## Requirement:
Set out all of the data below as a numbered list, one line per item, skipping any blank lines. Omit the pictures from your list.

## Records for this exercise:
▬▬▬

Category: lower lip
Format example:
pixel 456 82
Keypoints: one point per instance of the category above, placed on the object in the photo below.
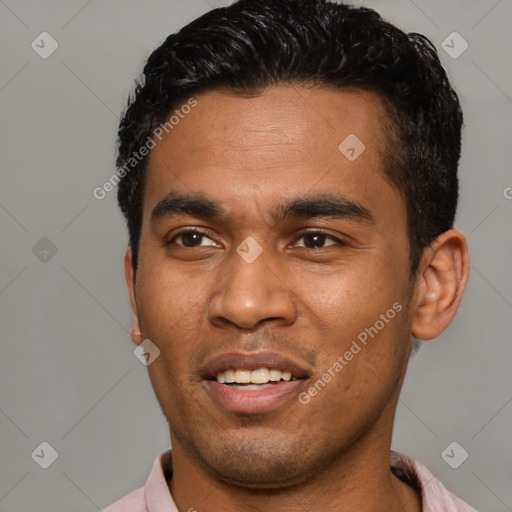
pixel 253 402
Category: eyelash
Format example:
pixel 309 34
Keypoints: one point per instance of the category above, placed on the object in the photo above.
pixel 339 241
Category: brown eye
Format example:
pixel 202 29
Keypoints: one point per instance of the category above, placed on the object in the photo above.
pixel 316 240
pixel 190 239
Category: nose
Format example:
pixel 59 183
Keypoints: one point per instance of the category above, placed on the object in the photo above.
pixel 251 294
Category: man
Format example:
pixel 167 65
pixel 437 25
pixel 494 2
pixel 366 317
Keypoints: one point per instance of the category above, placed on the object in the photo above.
pixel 289 179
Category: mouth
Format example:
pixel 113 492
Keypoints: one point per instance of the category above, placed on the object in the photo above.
pixel 253 383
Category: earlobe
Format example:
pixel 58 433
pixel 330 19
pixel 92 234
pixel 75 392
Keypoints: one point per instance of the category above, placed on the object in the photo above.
pixel 135 333
pixel 443 275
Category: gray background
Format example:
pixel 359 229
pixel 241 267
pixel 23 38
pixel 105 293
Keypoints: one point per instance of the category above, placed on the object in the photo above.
pixel 68 375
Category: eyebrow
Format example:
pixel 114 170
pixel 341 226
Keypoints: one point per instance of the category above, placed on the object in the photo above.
pixel 328 205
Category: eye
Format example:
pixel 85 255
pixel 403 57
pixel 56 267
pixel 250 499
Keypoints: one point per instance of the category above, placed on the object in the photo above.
pixel 317 239
pixel 190 238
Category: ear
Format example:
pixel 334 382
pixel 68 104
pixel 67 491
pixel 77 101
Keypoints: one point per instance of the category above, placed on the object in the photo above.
pixel 442 277
pixel 135 333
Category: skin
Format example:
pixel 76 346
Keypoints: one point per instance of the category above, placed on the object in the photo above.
pixel 307 298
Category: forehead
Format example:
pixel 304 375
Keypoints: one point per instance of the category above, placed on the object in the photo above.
pixel 287 141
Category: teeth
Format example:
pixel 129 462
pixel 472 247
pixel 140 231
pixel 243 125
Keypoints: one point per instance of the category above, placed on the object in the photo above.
pixel 259 376
pixel 243 376
pixel 274 375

▬▬▬

## Task answer:
1. Category: lower lip
2. Format example:
3. pixel 456 82
4. Keypoints: one point per instance of the category above, placed on the object in the photo below.
5. pixel 253 402
6. Category: eyelash
7. Format example:
8. pixel 309 34
9. Keypoints: one point per instance of the category above, placed on the object in the photo above.
10. pixel 339 241
11. Category: brown eye
12. Format example:
13. pixel 202 29
14. Keypoints: one point per instance of the category above, placed on the object in the photo above.
15. pixel 316 240
16. pixel 190 239
17. Category: nose
18. Format example:
19. pixel 59 183
20. Keypoints: one point per instance of the category above, placed on the object in the photo above.
21. pixel 251 294
22. Category: man
23. Format example:
24. pixel 167 65
25. pixel 437 25
26. pixel 494 2
27. pixel 366 317
28. Keypoints: one point per instance of the category above, placed on the object in the photo above.
29. pixel 289 179
30. Category: mouth
31. Format example:
32. pixel 113 492
33. Keypoints: one point per instance of the category above, placed on the object in the photo above.
34. pixel 253 383
35. Category: earlobe
36. Format example:
37. pixel 58 433
38. pixel 330 19
39. pixel 92 234
40. pixel 75 392
41. Keypoints: one point per instance of the category above, placed on the object in the photo above.
42. pixel 135 333
43. pixel 443 275
44. Category: gray background
45. Format example:
46. pixel 359 229
47. pixel 241 267
48. pixel 23 38
49. pixel 105 293
50. Keypoints: one point per instance of the category above, placed on the object in the photo above.
51. pixel 68 375
52. Category: eyebrow
53. Format example:
54. pixel 114 170
55. pixel 341 226
56. Keypoints: one point per instance of the category above, placed on the object in the photo above.
57. pixel 328 205
58. Category: eye
59. Format example:
60. pixel 85 255
61. pixel 403 57
62. pixel 56 267
63. pixel 250 499
64. Keypoints: one point per instance of the category above, placed on the object in the photo above.
65. pixel 317 239
66. pixel 190 238
67. Category: ear
68. Format example:
69. pixel 334 382
70. pixel 68 104
71. pixel 67 491
72. pixel 77 101
73. Keypoints: one point per instance of the category above, placed on the object in the photo above.
74. pixel 442 277
75. pixel 135 333
76. Category: skin
77. Format example:
78. pixel 76 346
79. Keypoints: one point per instance of the category above, placed on the object in the photo above.
80. pixel 307 298
81. Category: forehead
82. Format example:
83. pixel 304 375
84. Keypoints: one point per instance of the category above, placed on the object in the photo above.
85. pixel 287 141
86. Category: teeth
87. Format example:
88. pixel 129 462
89. pixel 472 247
90. pixel 140 231
91. pixel 243 125
92. Keypoints: one point per instance of the category above, placed on the object in the photo above.
93. pixel 259 376
94. pixel 243 376
95. pixel 274 375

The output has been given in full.